What you need to do: Turn every line of the records below into a Markdown table with the columns "Row" and "Line". Number the rows and skip blank lines.

Provided data:

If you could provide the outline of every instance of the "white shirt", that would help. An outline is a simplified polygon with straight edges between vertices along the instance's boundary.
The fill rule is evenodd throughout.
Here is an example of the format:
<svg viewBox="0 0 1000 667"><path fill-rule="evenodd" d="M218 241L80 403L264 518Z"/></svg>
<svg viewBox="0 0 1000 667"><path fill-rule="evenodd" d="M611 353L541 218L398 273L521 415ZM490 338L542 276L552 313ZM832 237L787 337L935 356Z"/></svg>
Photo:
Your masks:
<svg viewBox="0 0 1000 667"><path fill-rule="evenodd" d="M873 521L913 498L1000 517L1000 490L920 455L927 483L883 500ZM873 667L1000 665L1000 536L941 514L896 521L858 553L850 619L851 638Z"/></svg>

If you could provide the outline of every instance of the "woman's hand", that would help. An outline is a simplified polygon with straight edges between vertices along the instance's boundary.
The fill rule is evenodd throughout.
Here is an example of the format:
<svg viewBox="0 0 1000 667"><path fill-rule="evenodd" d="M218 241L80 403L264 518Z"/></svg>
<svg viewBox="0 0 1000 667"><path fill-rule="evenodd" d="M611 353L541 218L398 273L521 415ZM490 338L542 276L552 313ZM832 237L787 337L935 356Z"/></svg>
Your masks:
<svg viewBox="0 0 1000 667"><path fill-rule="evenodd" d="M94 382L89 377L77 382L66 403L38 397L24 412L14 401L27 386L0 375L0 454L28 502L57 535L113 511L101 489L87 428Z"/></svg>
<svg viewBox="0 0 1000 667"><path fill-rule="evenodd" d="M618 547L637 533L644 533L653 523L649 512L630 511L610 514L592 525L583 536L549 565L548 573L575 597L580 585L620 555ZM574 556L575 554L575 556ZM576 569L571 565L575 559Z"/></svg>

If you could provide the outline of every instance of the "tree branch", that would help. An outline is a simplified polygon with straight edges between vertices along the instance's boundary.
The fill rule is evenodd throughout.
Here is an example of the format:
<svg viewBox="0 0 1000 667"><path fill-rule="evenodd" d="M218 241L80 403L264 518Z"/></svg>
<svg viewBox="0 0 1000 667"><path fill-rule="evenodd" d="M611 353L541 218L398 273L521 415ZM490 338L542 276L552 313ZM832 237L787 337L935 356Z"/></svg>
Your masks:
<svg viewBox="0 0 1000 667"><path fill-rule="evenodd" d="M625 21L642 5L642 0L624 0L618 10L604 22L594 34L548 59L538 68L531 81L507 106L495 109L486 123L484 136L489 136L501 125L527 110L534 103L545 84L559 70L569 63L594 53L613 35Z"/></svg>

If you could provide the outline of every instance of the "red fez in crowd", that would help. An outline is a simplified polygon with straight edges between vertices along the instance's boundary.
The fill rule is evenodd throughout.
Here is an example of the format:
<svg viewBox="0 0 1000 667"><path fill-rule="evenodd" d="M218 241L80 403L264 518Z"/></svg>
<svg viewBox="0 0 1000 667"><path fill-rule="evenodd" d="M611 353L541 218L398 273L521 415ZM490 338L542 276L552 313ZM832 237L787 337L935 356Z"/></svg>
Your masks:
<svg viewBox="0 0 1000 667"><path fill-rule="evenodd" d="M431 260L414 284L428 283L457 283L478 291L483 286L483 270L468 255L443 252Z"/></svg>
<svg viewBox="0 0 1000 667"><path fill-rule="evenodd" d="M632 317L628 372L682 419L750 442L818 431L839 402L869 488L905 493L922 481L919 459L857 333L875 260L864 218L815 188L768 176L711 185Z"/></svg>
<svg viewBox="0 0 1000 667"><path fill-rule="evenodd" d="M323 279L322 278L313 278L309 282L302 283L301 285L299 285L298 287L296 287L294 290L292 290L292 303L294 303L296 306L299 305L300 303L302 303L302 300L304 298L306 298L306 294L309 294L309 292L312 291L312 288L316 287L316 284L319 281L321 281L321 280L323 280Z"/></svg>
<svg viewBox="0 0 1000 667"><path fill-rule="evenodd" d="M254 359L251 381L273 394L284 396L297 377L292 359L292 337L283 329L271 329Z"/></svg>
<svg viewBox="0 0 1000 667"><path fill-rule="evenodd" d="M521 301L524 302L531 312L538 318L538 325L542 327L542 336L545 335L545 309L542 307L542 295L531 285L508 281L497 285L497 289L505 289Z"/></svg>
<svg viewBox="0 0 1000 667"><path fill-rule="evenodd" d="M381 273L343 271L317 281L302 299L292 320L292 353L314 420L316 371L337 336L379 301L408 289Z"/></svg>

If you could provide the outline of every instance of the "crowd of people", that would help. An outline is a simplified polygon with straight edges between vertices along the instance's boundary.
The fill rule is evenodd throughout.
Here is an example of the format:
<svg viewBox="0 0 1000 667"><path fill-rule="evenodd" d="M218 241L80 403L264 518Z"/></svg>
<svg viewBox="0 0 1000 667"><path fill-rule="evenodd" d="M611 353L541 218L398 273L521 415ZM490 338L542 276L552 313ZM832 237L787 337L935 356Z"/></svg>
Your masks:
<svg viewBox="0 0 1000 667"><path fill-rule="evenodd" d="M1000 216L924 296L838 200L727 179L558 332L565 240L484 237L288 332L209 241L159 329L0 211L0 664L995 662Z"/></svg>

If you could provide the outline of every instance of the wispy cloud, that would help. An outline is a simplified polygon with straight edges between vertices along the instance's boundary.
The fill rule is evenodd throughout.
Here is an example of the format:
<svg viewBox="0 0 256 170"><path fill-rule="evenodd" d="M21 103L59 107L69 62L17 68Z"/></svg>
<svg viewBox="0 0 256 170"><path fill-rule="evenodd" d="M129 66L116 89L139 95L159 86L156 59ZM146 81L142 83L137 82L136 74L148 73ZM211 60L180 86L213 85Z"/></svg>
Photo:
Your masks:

Result:
| Row | Line |
|---|---|
| 1 | If you could provide the outline of every instance of the "white shirt", that would help. An outline is a simplified polygon with straight edges between vertices along the instance's boundary. |
| 2 | The fill rule is evenodd throughout. |
| 3 | Here is an example of the format: |
| 4 | <svg viewBox="0 0 1000 667"><path fill-rule="evenodd" d="M218 241L80 403L264 518Z"/></svg> |
| 5 | <svg viewBox="0 0 1000 667"><path fill-rule="evenodd" d="M611 353L541 218L398 273L521 415ZM490 338L542 276L552 313ZM832 237L787 337L935 356Z"/></svg> |
| 6 | Photo: |
| 7 | Your masks: |
| 8 | <svg viewBox="0 0 1000 667"><path fill-rule="evenodd" d="M873 521L913 498L1000 517L1000 490L920 455L927 483L883 500ZM873 667L1000 665L1000 536L941 514L896 521L858 553L850 619L851 638Z"/></svg> |
| 9 | If you could provide the outline of every instance of the "woman's hand", that would help. An outline is a simplified polygon with straight edges between vertices along the instance's boundary. |
| 10 | The fill rule is evenodd throughout. |
| 11 | Here is an example of the format: |
| 12 | <svg viewBox="0 0 1000 667"><path fill-rule="evenodd" d="M218 241L80 403L264 518Z"/></svg> |
| 13 | <svg viewBox="0 0 1000 667"><path fill-rule="evenodd" d="M611 353L541 218L398 273L521 415ZM490 338L542 276L552 313ZM832 237L787 337L935 356Z"/></svg> |
| 14 | Your masks: |
| 15 | <svg viewBox="0 0 1000 667"><path fill-rule="evenodd" d="M94 382L89 377L77 382L66 403L38 397L24 412L14 401L27 386L0 375L0 454L28 502L57 535L113 511L101 489L87 428Z"/></svg> |
| 16 | <svg viewBox="0 0 1000 667"><path fill-rule="evenodd" d="M618 547L637 533L644 533L653 523L649 512L630 511L610 514L592 525L583 536L549 565L548 573L575 597L580 585L620 555ZM574 556L575 554L575 556ZM576 569L571 565L575 559Z"/></svg> |
| 17 | If you could provide the outline of every instance of the "tree branch", that would help. An outline is a simplified polygon with straight edges between vertices along the instance's boundary. |
| 18 | The fill rule is evenodd throughout. |
| 19 | Here is an example of the format: |
| 20 | <svg viewBox="0 0 1000 667"><path fill-rule="evenodd" d="M218 241L80 403L264 518Z"/></svg> |
| 21 | <svg viewBox="0 0 1000 667"><path fill-rule="evenodd" d="M611 353L541 218L398 273L521 415ZM490 338L542 276L552 313ZM832 237L787 337L935 356Z"/></svg> |
| 22 | Your masks: |
| 23 | <svg viewBox="0 0 1000 667"><path fill-rule="evenodd" d="M625 21L642 5L642 0L624 0L618 10L604 22L594 34L548 59L538 68L531 81L507 106L495 109L486 123L484 136L489 136L501 125L527 110L534 103L545 84L559 70L569 63L594 53L613 35Z"/></svg> |
| 24 | If you could provide the outline of every instance of the "red fez in crowd", that would help. An outline is a simplified polygon with straight edges between vertices along the instance's boundary. |
| 25 | The fill rule is evenodd throughout. |
| 26 | Here is an example of the format: |
| 27 | <svg viewBox="0 0 1000 667"><path fill-rule="evenodd" d="M218 241L80 403L264 518Z"/></svg> |
| 28 | <svg viewBox="0 0 1000 667"><path fill-rule="evenodd" d="M611 353L541 218L398 273L521 415ZM490 338L542 276L552 313ZM832 237L787 337L935 356Z"/></svg> |
| 29 | Your masks: |
| 30 | <svg viewBox="0 0 1000 667"><path fill-rule="evenodd" d="M431 260L414 284L428 283L457 283L478 291L483 286L483 270L468 255L443 252Z"/></svg> |
| 31 | <svg viewBox="0 0 1000 667"><path fill-rule="evenodd" d="M632 317L628 372L682 419L750 442L818 431L839 402L869 488L905 493L922 481L919 459L857 333L875 260L864 218L815 188L768 176L711 185Z"/></svg> |
| 32 | <svg viewBox="0 0 1000 667"><path fill-rule="evenodd" d="M323 279L322 278L313 278L309 282L302 283L301 285L299 285L298 287L296 287L294 290L292 290L292 303L294 303L296 306L299 305L300 303L302 303L302 300L304 298L306 298L306 294L309 294L309 292L312 291L312 288L316 287L316 284L319 281L321 281L321 280L323 280Z"/></svg> |
| 33 | <svg viewBox="0 0 1000 667"><path fill-rule="evenodd" d="M254 359L251 381L273 394L284 396L297 377L292 359L292 337L283 329L271 329Z"/></svg> |
| 34 | <svg viewBox="0 0 1000 667"><path fill-rule="evenodd" d="M521 301L524 302L531 312L538 318L538 325L542 327L542 336L545 335L545 309L542 307L542 295L531 285L508 281L497 285L497 289L505 289Z"/></svg> |
| 35 | <svg viewBox="0 0 1000 667"><path fill-rule="evenodd" d="M381 273L343 271L317 281L302 299L292 320L292 353L314 420L316 371L337 336L379 301L408 289Z"/></svg> |
| 36 | If you could provide the outline of every instance of the "crowd of people", that would help. An outline is a simplified polygon with straight edges between vertices along the instance's boundary. |
| 37 | The fill rule is evenodd throughout. |
| 38 | Here is an example of the format: |
| 39 | <svg viewBox="0 0 1000 667"><path fill-rule="evenodd" d="M218 241L80 403L264 518Z"/></svg> |
| 40 | <svg viewBox="0 0 1000 667"><path fill-rule="evenodd" d="M611 353L541 218L398 273L521 415ZM490 338L542 276L552 313ZM832 237L787 337L935 356Z"/></svg> |
| 41 | Your masks: |
| 42 | <svg viewBox="0 0 1000 667"><path fill-rule="evenodd" d="M1000 216L924 296L838 200L727 179L558 332L565 240L484 237L288 332L209 241L159 329L0 211L0 664L995 662Z"/></svg> |
| 43 | If you could provide the outline of every instance of the wispy cloud, that would help. An outline is a simplified polygon with straight edges between vertices along the instance's boundary. |
| 44 | The fill rule is evenodd throughout. |
| 45 | Here is an example of the format: |
| 46 | <svg viewBox="0 0 256 170"><path fill-rule="evenodd" d="M21 103L59 107L69 62L17 68Z"/></svg> |
| 47 | <svg viewBox="0 0 256 170"><path fill-rule="evenodd" d="M129 66L116 89L139 95L159 86L156 59ZM146 81L142 83L137 82L136 74L148 73ZM211 60L180 86L213 85Z"/></svg> |
| 48 | Photo: |
| 49 | Your masks: |